Text for analysis:
Segment Open

However, a few states had more stringent requirements for appraisal services during closure orders.
 
Pennsylvania initially allowed residential and commercial appraisers to only perform exterior inspections, and the guidance was unclear as to whether those appraisals had to serve financing purposes. While guidance for residential appraisers was clarified and slowly expanded to allow interior inspections, guidance for commercial appraisers remained unclear until May 19 when Gov. Tom Wolf released Guidance for Businesses in the Real Estate Industry Permitted to Operate During the Covid-19 Disaster Emergency to Ensure the Safety and Health of Employees and the Public
 
Pursuant to release of this guidance, all residential and commercial appraisal activities, including interior inspections, were permitted statewide for all intended uses (financing and non-financing) as long as health-related protocols were followed.

Segment Closed

Set of tasks:
(1) According to the Pennsylvania appraisal passage, on what date did Gov. Tom Wolf release guidance for businesses in the real estate industry?
(2) List every category the Pennsylvania appraisal passage uses to sort appraisal work by property type, inspection type, or intended use.
(3) Carry on the passage about Pennsylvania's appraisal guidance from where it stops.

Material supplied:
Segment Open

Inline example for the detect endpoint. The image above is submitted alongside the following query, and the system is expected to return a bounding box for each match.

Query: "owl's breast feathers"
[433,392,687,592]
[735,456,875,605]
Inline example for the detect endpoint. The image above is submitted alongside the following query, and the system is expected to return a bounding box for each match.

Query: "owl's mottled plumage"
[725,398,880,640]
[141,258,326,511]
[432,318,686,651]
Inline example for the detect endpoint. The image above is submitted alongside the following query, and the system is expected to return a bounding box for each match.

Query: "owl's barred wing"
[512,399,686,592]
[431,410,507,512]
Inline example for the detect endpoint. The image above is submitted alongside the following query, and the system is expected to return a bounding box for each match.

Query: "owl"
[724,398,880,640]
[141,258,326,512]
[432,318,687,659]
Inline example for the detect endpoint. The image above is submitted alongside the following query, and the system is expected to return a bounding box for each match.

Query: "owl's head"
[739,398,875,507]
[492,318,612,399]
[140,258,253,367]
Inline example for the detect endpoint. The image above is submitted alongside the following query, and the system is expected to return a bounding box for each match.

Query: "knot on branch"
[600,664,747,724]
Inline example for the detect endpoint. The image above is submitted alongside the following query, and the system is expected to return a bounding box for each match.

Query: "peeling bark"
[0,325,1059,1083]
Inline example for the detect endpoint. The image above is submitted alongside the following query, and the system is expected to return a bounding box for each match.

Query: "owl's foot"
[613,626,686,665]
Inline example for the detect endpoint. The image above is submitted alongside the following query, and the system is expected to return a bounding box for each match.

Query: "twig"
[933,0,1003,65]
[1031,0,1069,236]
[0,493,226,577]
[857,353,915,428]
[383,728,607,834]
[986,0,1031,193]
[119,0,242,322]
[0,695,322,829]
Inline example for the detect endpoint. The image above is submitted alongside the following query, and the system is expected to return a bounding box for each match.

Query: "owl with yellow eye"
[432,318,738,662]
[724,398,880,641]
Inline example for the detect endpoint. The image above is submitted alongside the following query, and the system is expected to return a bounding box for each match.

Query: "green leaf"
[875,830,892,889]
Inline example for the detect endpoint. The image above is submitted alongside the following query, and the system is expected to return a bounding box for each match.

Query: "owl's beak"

Segment Closed

Answers for this exercise:
(1) May 19

(2) Residential, commercial, exterior inspections, interior inspections, financing, non-financing

(3)
Vermont also originally adopted stringent criteria that prohibited appraisal activities from being performed more than 10 miles from an appraiser’s home. However, on April 17, the state clarified that low- or no-contact real estate-related services, including appraisals, were permitted. 
 
Dallas County in Texas initially prohibited appraisal services, but pressure from appraisers forced officials to quickly change its order and allow those services. 
 
Find more information on essential appraisal services, restrictions and stay-at-home orders on the Appraisal Institute’s Coronavirus Updates page.
 
 
An initiative to change how California assesses real property will be on the November ballot. If the so-called “split-roll” initiative passes, it would amend the state’s constitution to require commercial and industrial properties (except those zoned commercial agriculture) to be taxed on their market value, undoing part of Proposition 13, a landmark law that capped residential and commercial property tax increases. 
 
Prop.13 was enacted in 1978 and requires properties to be reassessed only when sold or redeveloped, which means that some residential and commercial properties in California — including the massive Disneyland Park campus — have not been reassessed in 42 years. Prop. 13 also limits property tax to no more than 1% of the purchase price, with annual adjustments either equal to the rate of inflation or 2%, whichever is lower.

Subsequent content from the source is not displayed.